The discussion revolves around the mechanics of tension in the rod of a bicycle wheel skewer, particularly focusing on the locking mechanism and its relationship to the skewer's design and operation. Participants explore theoretical aspects, mathematical modeling, and practical implications of the skewer's tension during use.

Discussion Character

  • Exploratory
  • Technical explanation
  • Mathematical reasoning

Main Points Raised

  • One participant suggests that the tension in the skewer is a function of the distance between the centerline of the disk and the handle's position, which relates to the disk's arc length.
  • Another participant clarifies that the term "skewer" likely refers to the "quick release" mechanism, describing its components and operation, including the cam and handle.
  • A participant proposes that the skewer tension could follow Hooke's law, indicating that tension is proportional to the displacement caused by the cam, while noting that the out-of-round nature of the cam introduces non-linearity.
  • One participant suggests developing a cosine-based function to model the tension, proposing that integrating this function could yield insights into the tension dynamics as the handle is turned.

**Entries provided:**
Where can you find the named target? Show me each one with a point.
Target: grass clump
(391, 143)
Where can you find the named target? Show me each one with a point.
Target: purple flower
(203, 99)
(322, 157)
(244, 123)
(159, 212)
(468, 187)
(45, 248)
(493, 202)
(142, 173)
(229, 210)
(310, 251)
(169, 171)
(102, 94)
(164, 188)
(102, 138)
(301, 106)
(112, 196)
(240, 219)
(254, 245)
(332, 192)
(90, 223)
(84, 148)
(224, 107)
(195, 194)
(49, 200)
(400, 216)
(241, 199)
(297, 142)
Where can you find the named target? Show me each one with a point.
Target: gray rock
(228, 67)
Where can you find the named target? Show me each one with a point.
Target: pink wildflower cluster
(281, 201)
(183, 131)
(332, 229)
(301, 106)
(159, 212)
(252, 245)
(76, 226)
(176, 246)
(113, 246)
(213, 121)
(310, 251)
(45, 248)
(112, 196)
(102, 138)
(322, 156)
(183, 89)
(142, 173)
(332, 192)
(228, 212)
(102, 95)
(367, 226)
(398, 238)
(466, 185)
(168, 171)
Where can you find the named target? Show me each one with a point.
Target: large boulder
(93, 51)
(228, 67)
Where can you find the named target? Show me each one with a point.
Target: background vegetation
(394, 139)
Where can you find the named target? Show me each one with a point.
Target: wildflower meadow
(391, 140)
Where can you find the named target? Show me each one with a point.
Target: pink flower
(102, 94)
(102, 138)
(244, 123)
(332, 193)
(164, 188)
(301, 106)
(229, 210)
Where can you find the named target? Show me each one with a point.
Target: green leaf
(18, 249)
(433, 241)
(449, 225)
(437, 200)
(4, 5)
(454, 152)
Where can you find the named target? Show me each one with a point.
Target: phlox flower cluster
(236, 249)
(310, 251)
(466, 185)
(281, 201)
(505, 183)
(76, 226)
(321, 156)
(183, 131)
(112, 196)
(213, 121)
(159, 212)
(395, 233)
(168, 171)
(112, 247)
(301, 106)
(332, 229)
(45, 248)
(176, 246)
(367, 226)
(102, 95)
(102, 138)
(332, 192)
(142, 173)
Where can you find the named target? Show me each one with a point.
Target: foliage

**What you are asked to do:**
In the skewer tension summary, copy the stretch from "Main Points Raised" through "cam introduces non-linearity.", replacing "Hooke's law" with "Hooke's principle". The records can be left aside, since none of the work depends on them.

**Written solution:**
Main Points Raised

  • One participant suggests that the tension in the skewer is a function of the distance between the centerline of the disk and the handle's position, which relates to the disk's arc length.
  • Another participant clarifies that the term "skewer" likely refers to the "quick release" mechanism, describing its components and operation, including the cam and handle.
  • A participant proposes that the skewer tension could follow Hooke's principle, indicating that tension is proportional to the displacement caused by the cam, while noting that the out-of-round nature of the cam introduces non-linearity.